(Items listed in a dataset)
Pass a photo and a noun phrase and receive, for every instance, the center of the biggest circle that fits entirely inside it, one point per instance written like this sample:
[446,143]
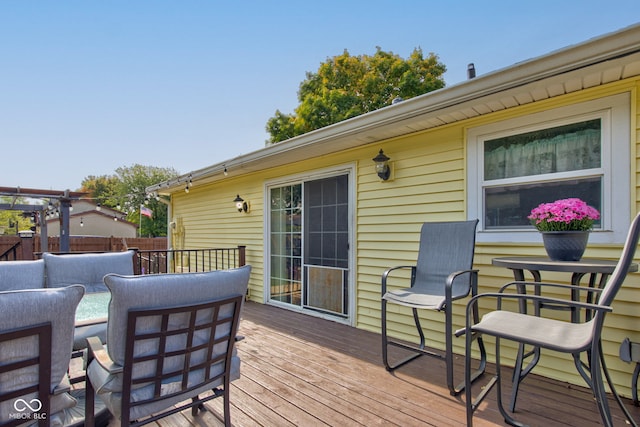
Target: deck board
[300,370]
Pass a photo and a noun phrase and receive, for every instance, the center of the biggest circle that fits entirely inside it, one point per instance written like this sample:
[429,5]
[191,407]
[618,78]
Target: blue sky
[90,86]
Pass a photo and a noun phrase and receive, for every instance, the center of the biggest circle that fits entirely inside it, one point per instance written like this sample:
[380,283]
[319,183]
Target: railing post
[242,258]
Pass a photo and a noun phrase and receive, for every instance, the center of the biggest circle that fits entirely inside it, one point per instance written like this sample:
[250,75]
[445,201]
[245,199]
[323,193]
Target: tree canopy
[125,191]
[346,86]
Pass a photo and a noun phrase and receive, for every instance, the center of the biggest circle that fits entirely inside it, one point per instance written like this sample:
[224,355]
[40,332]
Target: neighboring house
[321,227]
[85,219]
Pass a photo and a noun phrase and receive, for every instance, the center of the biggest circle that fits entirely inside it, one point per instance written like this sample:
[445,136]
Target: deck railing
[188,260]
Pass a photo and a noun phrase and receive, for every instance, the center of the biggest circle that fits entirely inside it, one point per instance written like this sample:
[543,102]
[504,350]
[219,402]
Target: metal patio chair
[443,274]
[170,339]
[582,335]
[36,334]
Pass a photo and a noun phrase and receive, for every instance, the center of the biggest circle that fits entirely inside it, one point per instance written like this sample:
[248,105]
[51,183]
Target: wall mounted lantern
[382,166]
[241,205]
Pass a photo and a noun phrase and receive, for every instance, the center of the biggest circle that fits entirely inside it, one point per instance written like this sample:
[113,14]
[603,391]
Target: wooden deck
[298,370]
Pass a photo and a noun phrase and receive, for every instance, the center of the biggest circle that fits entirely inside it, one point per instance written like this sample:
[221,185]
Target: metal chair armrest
[550,285]
[96,351]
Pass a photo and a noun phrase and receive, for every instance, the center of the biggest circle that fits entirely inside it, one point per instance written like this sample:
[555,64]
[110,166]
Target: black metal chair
[443,274]
[570,337]
[170,338]
[36,334]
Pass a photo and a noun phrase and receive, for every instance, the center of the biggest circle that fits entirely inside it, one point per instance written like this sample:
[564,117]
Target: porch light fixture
[241,205]
[382,166]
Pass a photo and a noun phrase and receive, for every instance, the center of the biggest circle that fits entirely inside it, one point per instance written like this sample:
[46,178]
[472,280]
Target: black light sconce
[382,166]
[241,205]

- What you should do
Print the records word for word and exclude any picture they hold.

- The answer
Pass a photo and a noun phrase and receive, for every instance, the center of the biggest circle that fits entirely inside it, one point per instance written like this sample:
[446,143]
Target: deck board
[300,370]
Pass a photo and a noun phrase and receive, for every instance, the center of the biggest circle that fits entirely inside it, one point per instance written like this sample:
[429,5]
[191,407]
[618,78]
Target: blue sky
[90,86]
Pass a photo and a noun phrase and receive, for every instance, the center of the biggest circle that fits entirely inside it, one point per instance written like this sample:
[380,283]
[319,183]
Target: railing post
[242,258]
Pass a photo and a noun phrase and receive, for every instance, the center of the biggest circle that fits entirely inside it, one point per instance written like this sample:
[250,75]
[445,201]
[245,199]
[323,193]
Target: tree canopy
[125,191]
[346,86]
Pass a photo and a noun phrase and receive, for every instance, the center of the biggest circle that fits entirely inside it, one point per instance written like this sample:
[224,355]
[40,332]
Target: neighboring house
[321,227]
[85,219]
Pass a photo and a noun phrase and receive, for every instance, the center of the biggest circle that fits entirely inside it, one point per instance written like this sample:
[445,136]
Target: deck railing
[188,260]
Pass a photo and a noun phrase and receive, for every instance, the center of the biggest circle that fits entirely inside it, one point per instance written like this sample:
[543,102]
[504,350]
[219,402]
Target: metal patio chair
[443,274]
[170,339]
[582,335]
[36,334]
Pass a photo and a noun phrase and receive, for every instance, the center of the biggest circle that fits entirely inside it, one point per instance written like this sample:
[248,105]
[51,183]
Target: wall mounted lantern
[382,166]
[241,205]
Pass a photo and a noun phrase and receive, for every instance, the center of the biggest circle that fits entirely inside it, one point per instance written like this sample:
[113,14]
[603,391]
Target: wooden deck
[298,370]
Pass a photo and a noun phrase and receive, for every instance, the center of the biggest circle that fits entirely inside it, one point per instance written like this sample:
[221,185]
Target: metal chair armrest
[550,285]
[96,351]
Pass a photo and a noun phrase and receive, for every instance, the center of the biggest circle that fits entirely inside it, one point per instance written like this sample:
[555,64]
[110,166]
Target: black metal chair
[443,274]
[570,337]
[170,338]
[36,334]
Pass a photo and a noun phrase and receive, for every instance, the center of the biggest circle that fits entirely inside it, one point per instance written like this sample:
[564,117]
Target: porch light fixture
[241,205]
[382,166]
Pass a photo and a noun phrase and receive, for every instance, the center of the biggest circle that fits entirely inside it, one point per instance written like this sample:
[46,178]
[472,280]
Target: black light sconce
[382,166]
[241,205]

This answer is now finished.